(Dataset excerpts):
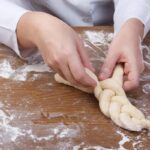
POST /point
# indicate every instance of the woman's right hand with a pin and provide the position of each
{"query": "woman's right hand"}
(59, 45)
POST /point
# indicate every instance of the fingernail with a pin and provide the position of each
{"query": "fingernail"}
(104, 73)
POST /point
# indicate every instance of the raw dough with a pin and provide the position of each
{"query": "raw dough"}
(113, 101)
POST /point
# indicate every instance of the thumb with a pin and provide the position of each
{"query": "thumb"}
(109, 65)
(84, 56)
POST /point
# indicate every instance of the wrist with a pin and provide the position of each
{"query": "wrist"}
(27, 30)
(132, 29)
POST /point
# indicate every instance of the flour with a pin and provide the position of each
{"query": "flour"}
(21, 73)
(84, 146)
(8, 132)
(123, 140)
(100, 38)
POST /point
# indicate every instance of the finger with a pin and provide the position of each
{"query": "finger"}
(67, 73)
(109, 65)
(78, 71)
(83, 55)
(132, 80)
(57, 70)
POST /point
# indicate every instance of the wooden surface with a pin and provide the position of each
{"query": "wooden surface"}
(39, 113)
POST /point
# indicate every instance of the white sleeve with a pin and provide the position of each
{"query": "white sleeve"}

(Stated exercise):
Reproduce all the rows above with every "raw dough" changed to "bread dough" and nothing else altered. Leave the picture out of your answer.

(Response to the exercise):
POST /point
# indicate every instance of the woman's right hand with a pin and provide the position of each
{"query": "woman's right hand"}
(59, 45)
POST /point
# indicate every instance of the fingernail with a pin and provide the position of each
{"query": "fingernail"}
(104, 73)
POST /point
# indicate every instance of the bread dough with a pin and provide the position of each
{"query": "bread dough"}
(113, 101)
POST /point
# indicate every instance of the thumb with a pin and provide the position of each
{"query": "thumb"}
(109, 65)
(84, 56)
POST /point
# indicate every instance of the wrist with a pin and provide the position of each
{"query": "wrist"}
(27, 30)
(132, 29)
POST /point
# indicate every instance of the flour with a pin and provide the position of each
{"query": "flour"}
(21, 73)
(84, 146)
(8, 132)
(123, 140)
(100, 38)
POST /point
# indicate every instance of the finger with a pin and provide the position of each
{"query": "finger"}
(67, 73)
(109, 65)
(78, 71)
(83, 55)
(132, 80)
(57, 70)
POST /point
# indicate every instance of the wooden surface with a pin and provide the position of each
{"query": "wooden surface"}
(39, 113)
POST /point
# indicate every instance of the white sleeve with a pin and provide the position of each
{"query": "white sleeve"}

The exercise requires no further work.